BEGIN DATA TO EXAMINE

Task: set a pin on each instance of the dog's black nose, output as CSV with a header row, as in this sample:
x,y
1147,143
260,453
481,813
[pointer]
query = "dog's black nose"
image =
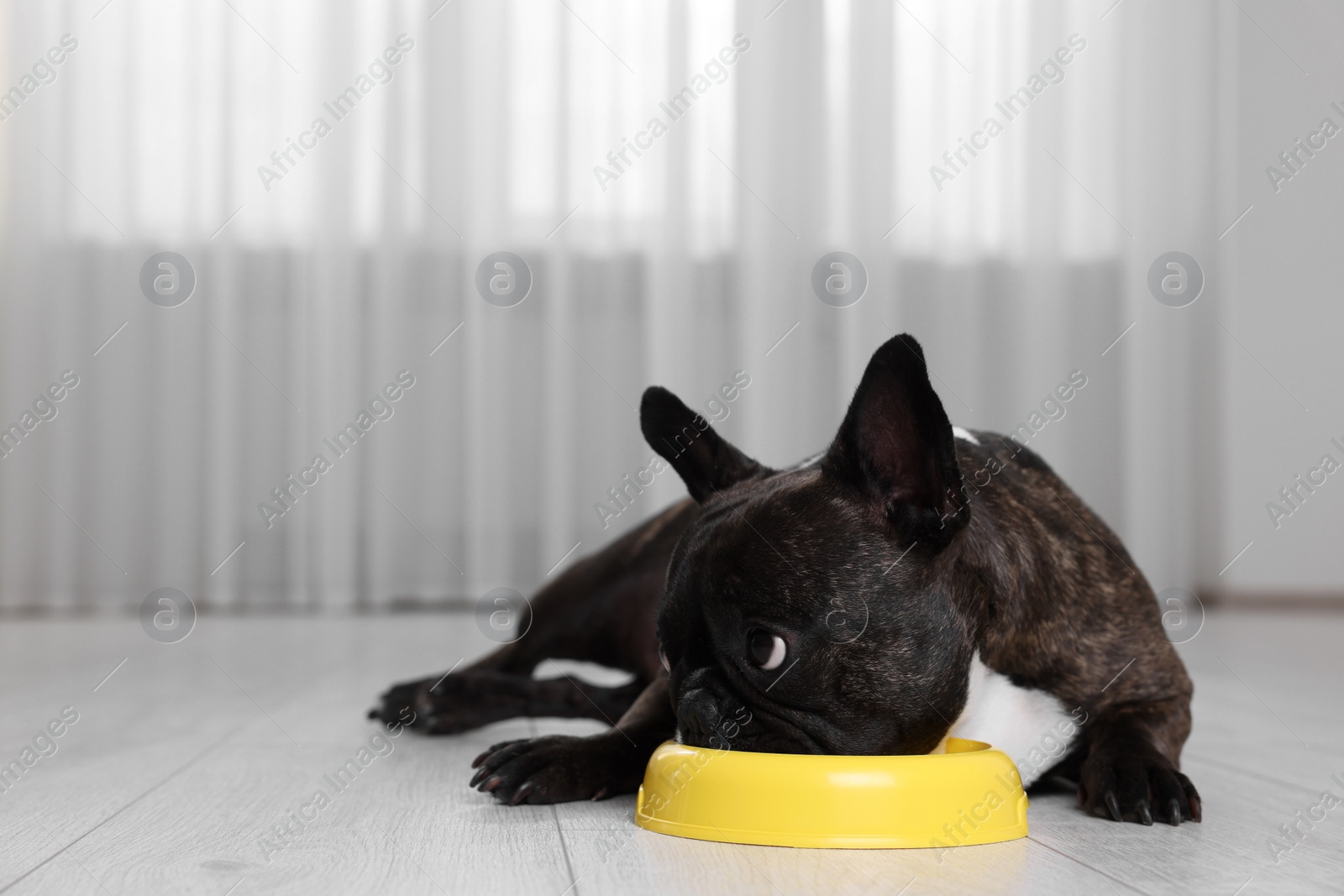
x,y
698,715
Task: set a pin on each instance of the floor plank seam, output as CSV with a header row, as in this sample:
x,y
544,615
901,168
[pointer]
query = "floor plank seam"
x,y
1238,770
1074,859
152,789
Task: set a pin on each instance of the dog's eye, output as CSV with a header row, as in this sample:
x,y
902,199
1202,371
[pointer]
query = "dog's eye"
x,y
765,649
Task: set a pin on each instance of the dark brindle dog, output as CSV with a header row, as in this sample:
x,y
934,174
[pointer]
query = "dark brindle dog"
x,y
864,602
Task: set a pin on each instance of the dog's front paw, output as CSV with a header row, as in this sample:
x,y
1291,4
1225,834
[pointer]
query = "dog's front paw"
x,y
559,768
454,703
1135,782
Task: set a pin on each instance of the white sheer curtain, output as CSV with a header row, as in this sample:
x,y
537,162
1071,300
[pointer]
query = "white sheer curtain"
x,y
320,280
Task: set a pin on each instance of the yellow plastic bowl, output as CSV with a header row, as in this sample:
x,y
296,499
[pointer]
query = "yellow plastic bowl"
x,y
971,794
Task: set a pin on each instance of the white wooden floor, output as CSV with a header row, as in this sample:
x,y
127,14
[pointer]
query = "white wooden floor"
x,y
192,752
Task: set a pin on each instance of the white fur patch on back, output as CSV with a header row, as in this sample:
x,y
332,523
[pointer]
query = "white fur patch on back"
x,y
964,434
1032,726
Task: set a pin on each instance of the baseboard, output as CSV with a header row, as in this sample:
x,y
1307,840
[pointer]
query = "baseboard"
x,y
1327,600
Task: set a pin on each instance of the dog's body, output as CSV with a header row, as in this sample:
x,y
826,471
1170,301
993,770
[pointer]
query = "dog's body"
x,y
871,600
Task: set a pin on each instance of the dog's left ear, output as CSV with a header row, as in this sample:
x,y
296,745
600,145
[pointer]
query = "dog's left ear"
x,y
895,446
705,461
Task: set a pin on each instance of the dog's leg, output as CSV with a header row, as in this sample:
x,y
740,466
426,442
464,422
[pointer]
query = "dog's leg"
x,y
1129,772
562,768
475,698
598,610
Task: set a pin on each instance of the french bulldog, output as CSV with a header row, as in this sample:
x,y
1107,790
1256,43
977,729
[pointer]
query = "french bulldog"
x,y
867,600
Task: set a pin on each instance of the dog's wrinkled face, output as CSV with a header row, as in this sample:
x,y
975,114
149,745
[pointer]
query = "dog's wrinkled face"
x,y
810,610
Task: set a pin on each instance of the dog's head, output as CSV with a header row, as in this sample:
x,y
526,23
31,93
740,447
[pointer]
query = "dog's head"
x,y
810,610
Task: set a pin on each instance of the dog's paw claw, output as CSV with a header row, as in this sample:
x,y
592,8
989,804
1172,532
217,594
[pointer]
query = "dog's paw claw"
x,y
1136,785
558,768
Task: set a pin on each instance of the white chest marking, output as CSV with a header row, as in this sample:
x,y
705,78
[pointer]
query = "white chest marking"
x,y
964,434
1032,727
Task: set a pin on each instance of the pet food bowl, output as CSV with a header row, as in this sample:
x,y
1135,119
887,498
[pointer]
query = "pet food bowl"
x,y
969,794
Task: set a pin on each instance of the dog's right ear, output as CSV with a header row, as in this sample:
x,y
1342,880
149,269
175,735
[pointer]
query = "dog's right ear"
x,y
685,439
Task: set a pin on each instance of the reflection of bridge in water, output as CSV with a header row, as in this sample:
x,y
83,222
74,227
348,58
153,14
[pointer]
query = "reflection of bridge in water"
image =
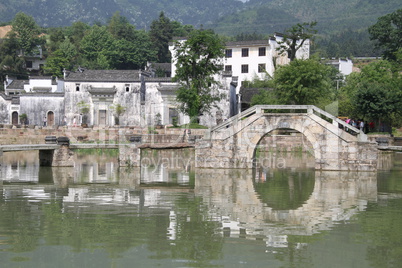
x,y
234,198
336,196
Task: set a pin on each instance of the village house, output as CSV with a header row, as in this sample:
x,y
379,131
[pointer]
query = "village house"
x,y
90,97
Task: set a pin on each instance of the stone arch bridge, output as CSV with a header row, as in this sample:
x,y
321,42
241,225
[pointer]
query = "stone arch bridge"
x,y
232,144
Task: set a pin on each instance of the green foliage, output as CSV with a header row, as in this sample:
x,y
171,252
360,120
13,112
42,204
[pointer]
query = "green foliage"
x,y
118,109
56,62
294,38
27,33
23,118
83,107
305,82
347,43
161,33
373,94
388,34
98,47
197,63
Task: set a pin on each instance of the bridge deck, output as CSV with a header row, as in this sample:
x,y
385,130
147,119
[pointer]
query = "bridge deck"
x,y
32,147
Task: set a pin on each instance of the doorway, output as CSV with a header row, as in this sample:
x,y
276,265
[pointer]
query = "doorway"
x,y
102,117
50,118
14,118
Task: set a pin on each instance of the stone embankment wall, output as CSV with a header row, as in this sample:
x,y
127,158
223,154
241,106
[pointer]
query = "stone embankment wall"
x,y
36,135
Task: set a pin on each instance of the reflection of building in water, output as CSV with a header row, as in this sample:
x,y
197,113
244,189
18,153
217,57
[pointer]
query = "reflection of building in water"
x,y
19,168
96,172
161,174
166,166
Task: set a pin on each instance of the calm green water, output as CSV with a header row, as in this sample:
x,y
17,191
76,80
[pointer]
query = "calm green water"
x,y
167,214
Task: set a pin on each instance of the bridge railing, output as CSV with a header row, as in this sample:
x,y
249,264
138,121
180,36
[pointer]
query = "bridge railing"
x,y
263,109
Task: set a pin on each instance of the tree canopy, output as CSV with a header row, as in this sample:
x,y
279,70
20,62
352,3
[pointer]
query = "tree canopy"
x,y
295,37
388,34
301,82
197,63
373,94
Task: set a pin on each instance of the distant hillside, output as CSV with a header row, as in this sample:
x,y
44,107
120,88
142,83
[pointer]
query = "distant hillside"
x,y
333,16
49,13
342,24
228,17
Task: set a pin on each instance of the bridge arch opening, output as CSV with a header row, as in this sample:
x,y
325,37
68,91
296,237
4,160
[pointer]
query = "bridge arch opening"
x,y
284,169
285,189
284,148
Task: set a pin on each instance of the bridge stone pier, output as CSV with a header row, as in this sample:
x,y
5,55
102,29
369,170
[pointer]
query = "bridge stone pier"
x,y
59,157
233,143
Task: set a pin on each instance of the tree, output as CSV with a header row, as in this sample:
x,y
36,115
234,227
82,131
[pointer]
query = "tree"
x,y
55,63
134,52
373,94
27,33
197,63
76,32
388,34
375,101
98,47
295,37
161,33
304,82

END DATA TO EXAMINE
BEGIN DATA TO EXAMINE

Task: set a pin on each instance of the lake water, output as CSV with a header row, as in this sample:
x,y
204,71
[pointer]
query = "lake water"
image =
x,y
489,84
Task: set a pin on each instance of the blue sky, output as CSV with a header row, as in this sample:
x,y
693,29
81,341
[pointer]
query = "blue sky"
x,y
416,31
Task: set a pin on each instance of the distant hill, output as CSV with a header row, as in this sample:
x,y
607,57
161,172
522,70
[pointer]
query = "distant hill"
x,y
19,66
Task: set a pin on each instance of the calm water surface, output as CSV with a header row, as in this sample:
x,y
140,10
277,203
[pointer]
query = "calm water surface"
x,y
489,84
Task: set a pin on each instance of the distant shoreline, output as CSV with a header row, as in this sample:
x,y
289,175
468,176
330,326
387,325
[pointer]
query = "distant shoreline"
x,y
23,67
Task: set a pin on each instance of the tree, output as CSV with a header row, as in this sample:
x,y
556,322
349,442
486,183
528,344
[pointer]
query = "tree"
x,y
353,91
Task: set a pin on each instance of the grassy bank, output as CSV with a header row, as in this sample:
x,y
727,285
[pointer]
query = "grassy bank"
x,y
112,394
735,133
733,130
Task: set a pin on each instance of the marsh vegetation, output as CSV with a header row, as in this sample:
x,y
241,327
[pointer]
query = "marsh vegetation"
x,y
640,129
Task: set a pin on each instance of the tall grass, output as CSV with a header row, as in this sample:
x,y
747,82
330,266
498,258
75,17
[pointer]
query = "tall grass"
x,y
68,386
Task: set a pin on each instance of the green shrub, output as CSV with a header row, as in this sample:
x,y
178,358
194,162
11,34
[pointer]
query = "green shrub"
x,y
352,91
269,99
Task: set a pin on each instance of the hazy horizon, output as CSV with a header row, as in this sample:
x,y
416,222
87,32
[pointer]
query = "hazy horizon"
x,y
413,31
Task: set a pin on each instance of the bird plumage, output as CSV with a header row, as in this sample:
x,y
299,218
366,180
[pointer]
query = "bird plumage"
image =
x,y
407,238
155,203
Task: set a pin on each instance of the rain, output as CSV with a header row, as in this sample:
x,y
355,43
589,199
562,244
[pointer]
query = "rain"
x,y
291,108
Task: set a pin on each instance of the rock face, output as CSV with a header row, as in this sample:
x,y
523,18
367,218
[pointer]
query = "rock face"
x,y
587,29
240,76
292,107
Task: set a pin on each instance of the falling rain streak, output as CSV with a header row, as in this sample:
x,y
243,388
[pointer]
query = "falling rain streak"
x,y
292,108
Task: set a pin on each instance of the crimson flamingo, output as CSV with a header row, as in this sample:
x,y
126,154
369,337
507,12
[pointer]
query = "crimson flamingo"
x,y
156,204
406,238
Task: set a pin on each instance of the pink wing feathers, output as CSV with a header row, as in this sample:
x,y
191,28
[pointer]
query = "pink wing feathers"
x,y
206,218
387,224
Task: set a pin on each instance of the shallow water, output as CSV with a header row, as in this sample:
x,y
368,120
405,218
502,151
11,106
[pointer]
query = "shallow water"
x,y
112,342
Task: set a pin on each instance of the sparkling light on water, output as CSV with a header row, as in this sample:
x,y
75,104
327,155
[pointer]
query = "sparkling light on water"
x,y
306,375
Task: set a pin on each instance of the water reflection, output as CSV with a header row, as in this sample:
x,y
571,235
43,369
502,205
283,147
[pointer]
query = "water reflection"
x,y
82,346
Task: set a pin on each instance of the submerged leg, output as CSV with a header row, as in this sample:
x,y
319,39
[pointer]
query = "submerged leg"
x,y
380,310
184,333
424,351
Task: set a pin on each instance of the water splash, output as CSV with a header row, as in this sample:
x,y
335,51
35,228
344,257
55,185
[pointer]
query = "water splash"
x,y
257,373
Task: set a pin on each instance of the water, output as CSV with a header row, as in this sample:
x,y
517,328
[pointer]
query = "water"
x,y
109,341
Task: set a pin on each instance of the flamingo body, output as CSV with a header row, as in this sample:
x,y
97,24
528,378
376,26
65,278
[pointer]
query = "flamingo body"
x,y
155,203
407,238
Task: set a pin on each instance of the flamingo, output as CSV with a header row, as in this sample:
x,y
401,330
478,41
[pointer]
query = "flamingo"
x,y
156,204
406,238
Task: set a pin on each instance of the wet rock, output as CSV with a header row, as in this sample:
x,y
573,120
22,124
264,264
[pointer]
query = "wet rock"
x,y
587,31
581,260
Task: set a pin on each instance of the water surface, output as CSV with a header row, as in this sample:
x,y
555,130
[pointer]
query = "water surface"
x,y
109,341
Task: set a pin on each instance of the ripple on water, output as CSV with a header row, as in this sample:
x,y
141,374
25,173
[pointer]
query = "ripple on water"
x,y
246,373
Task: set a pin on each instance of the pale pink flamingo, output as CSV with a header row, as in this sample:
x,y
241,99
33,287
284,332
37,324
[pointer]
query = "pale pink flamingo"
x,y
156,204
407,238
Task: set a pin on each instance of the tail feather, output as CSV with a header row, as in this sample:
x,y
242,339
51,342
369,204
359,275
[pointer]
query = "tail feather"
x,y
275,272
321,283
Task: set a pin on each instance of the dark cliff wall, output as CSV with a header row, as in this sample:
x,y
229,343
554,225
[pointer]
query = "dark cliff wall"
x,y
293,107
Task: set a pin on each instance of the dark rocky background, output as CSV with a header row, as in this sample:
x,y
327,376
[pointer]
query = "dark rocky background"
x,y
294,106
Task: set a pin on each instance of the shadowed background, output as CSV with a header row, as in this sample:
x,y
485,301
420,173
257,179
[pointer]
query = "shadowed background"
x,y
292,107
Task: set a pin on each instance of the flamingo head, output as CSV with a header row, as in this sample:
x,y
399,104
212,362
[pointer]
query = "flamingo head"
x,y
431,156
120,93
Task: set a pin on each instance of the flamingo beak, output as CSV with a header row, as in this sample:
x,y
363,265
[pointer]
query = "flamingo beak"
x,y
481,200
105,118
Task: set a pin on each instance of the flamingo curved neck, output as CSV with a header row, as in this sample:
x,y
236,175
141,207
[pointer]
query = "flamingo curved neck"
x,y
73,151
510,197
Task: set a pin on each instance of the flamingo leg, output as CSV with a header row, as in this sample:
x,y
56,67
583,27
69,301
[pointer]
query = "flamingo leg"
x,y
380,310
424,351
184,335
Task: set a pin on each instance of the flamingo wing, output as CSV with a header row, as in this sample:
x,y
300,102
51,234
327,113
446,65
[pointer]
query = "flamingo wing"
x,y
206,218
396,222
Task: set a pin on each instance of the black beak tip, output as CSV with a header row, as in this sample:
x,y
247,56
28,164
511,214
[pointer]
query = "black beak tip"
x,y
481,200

END DATA TO EXAMINE
BEGIN DATA TO EXAMINE

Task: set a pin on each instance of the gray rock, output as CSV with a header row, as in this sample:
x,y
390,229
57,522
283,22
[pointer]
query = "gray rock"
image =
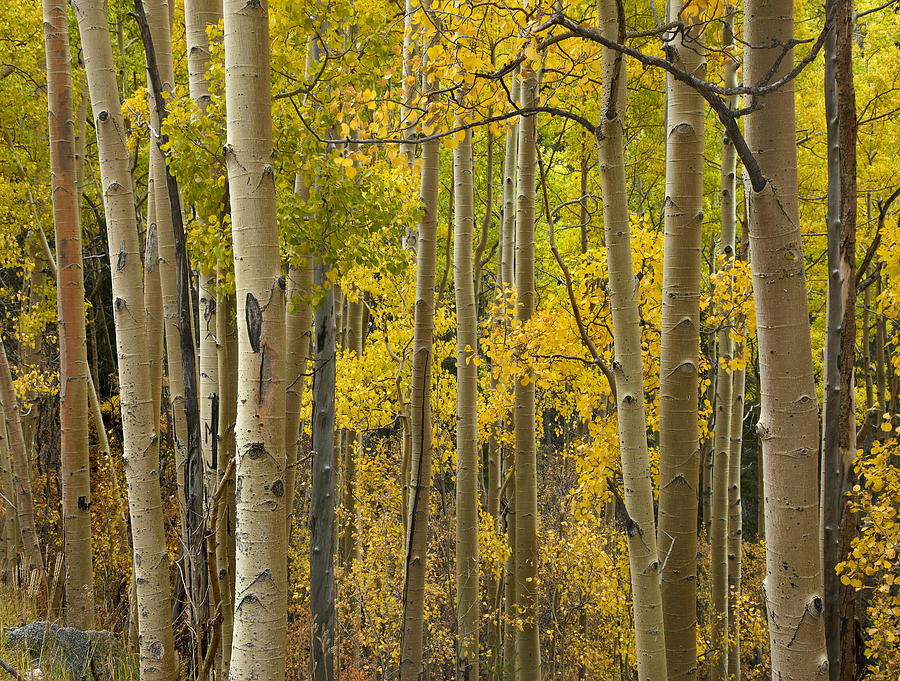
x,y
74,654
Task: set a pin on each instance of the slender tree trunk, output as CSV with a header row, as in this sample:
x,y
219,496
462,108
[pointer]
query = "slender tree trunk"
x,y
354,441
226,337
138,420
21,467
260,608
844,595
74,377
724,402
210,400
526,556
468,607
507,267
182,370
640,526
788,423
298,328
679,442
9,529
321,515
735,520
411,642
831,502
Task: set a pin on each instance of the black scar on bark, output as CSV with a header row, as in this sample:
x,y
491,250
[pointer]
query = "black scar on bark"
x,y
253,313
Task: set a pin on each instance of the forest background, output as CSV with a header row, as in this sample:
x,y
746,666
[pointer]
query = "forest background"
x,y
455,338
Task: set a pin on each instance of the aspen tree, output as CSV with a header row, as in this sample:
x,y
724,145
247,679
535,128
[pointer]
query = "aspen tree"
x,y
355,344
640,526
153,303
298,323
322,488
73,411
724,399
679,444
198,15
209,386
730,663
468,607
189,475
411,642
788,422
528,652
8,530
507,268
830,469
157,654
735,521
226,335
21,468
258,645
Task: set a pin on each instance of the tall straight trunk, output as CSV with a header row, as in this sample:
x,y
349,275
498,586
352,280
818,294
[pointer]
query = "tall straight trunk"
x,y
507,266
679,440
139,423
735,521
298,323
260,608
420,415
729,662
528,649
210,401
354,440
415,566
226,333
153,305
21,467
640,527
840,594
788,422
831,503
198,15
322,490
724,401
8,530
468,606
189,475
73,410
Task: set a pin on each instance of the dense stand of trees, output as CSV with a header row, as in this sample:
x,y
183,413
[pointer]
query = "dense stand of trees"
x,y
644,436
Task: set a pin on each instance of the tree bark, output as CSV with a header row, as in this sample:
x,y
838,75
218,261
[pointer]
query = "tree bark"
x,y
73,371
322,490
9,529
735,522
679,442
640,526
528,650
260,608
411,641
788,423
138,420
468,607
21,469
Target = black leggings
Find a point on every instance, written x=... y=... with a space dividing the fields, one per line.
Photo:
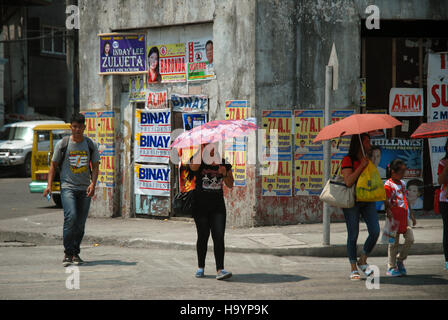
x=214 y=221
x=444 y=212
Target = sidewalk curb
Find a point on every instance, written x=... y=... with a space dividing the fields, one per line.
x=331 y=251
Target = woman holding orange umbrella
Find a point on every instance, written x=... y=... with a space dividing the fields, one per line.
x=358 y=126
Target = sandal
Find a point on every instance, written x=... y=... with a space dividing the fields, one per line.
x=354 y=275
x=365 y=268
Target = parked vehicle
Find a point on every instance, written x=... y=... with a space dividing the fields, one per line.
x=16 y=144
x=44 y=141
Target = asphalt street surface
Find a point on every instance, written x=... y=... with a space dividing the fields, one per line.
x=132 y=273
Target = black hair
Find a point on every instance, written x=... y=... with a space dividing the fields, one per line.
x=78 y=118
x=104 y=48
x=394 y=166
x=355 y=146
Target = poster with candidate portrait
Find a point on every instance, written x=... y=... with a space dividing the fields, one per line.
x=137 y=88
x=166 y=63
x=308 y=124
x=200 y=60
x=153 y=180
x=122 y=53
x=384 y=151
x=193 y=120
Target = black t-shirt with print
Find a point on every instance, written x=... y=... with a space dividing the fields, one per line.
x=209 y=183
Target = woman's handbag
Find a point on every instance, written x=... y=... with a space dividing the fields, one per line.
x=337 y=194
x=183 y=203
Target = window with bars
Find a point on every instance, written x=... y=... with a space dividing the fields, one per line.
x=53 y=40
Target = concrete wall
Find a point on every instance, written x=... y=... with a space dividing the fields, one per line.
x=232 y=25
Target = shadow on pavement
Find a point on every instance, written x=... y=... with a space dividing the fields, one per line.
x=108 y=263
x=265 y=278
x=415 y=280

END DATA TO EXAMINE

■ ACTION ITEM:
Using the material, find how many lines hold the word "nose". Give the number by itself.

■ SOLUTION TO THE PROBLEM:
2